Return each line from the entries below that contains the word "stone".

Raw records ->

※

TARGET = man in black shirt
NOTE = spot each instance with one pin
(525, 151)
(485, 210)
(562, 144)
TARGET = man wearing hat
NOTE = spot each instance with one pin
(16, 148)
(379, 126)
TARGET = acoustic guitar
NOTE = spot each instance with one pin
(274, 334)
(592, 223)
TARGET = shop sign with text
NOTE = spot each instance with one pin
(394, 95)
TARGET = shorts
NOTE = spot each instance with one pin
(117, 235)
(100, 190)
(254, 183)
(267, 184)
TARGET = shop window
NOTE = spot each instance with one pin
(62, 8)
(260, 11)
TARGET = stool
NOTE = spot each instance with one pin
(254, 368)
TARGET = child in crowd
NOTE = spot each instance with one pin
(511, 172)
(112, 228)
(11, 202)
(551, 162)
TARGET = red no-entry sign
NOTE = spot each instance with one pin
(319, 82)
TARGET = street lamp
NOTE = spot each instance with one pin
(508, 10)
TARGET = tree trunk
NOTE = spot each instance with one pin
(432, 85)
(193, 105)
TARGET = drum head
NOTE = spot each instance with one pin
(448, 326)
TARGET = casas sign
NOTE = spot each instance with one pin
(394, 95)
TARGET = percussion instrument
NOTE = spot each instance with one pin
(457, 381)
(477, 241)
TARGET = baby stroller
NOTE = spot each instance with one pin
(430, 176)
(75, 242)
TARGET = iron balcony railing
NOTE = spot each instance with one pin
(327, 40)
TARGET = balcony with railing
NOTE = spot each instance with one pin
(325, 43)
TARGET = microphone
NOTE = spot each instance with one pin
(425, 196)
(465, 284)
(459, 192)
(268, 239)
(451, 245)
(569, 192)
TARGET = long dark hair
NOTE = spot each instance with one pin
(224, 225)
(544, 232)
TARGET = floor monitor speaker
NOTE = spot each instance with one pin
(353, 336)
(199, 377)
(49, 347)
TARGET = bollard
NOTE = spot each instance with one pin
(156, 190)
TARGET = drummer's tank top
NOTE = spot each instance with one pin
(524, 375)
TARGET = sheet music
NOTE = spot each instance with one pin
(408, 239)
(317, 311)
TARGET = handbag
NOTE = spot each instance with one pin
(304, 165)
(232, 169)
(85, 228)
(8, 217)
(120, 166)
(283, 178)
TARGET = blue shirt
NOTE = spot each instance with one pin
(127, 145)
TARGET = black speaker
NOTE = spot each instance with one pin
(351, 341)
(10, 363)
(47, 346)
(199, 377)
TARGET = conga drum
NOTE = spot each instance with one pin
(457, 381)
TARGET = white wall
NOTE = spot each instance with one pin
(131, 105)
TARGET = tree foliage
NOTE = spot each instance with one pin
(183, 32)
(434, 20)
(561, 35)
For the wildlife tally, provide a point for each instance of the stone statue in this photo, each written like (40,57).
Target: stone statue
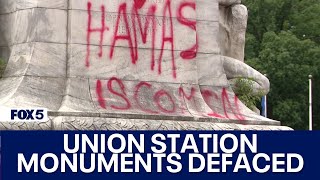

※

Result of this task ->
For the wildlife tally, provide a point for each instance of the stone statue in this photo, each written like (40,57).
Target: stone statue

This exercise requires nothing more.